DATA IN THIS EXERCISE:
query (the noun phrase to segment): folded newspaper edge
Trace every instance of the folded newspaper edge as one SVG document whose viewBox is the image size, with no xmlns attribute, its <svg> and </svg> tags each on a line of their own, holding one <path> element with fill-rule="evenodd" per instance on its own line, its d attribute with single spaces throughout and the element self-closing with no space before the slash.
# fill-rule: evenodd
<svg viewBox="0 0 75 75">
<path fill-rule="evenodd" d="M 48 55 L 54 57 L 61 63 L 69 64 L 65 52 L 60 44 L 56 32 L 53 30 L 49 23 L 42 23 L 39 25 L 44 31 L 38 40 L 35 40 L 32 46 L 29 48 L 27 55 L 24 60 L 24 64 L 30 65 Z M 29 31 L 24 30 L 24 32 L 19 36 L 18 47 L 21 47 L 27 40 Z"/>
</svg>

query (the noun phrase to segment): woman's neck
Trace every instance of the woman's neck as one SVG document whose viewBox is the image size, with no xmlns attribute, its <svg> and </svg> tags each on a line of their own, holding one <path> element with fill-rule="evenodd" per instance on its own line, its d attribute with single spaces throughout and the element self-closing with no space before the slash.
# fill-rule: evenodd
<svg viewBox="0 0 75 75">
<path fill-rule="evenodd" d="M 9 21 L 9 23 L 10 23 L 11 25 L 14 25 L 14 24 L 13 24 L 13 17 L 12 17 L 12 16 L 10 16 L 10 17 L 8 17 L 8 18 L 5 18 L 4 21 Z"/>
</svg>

WHAT THE TASK ASKS: Edit the items above so that every "Trace every instance" becomes "Outline each occurrence", and leave everything else as it is.

WRITTEN ANSWER:
query (the noun phrase to segment): folded newspaper edge
Outline each occurrence of the folded newspaper edge as one SVG document whose viewBox is the image size, with no xmlns attribute, its <svg> and </svg> tags each on a line of their own, holding one <path> element with fill-rule="evenodd" per instance on its own line, its d attribute with single spaces throughout and the element self-closing with no space before the slash.
# fill-rule: evenodd
<svg viewBox="0 0 75 75">
<path fill-rule="evenodd" d="M 48 55 L 54 57 L 61 63 L 69 64 L 65 52 L 60 44 L 56 32 L 53 30 L 49 23 L 42 23 L 39 25 L 44 31 L 38 40 L 35 40 L 32 46 L 29 48 L 27 55 L 24 60 L 24 64 L 30 65 Z M 29 31 L 24 30 L 24 32 L 19 36 L 18 47 L 21 47 L 27 40 Z"/>
</svg>

query (the noun phrase to segment): woman's neck
Outline each occurrence of the woman's neck as one SVG document whose viewBox is the image size, with no xmlns attribute, its <svg> and </svg> tags each on a line of their own, holding one <path> element with fill-rule="evenodd" per instance on its own line, its d attribute with single spaces throughout and the element self-closing with no space before the slash.
# fill-rule: evenodd
<svg viewBox="0 0 75 75">
<path fill-rule="evenodd" d="M 9 21 L 9 23 L 10 23 L 11 25 L 14 25 L 14 24 L 13 24 L 13 17 L 12 17 L 12 16 L 10 16 L 10 17 L 8 17 L 8 18 L 5 18 L 4 21 Z"/>
</svg>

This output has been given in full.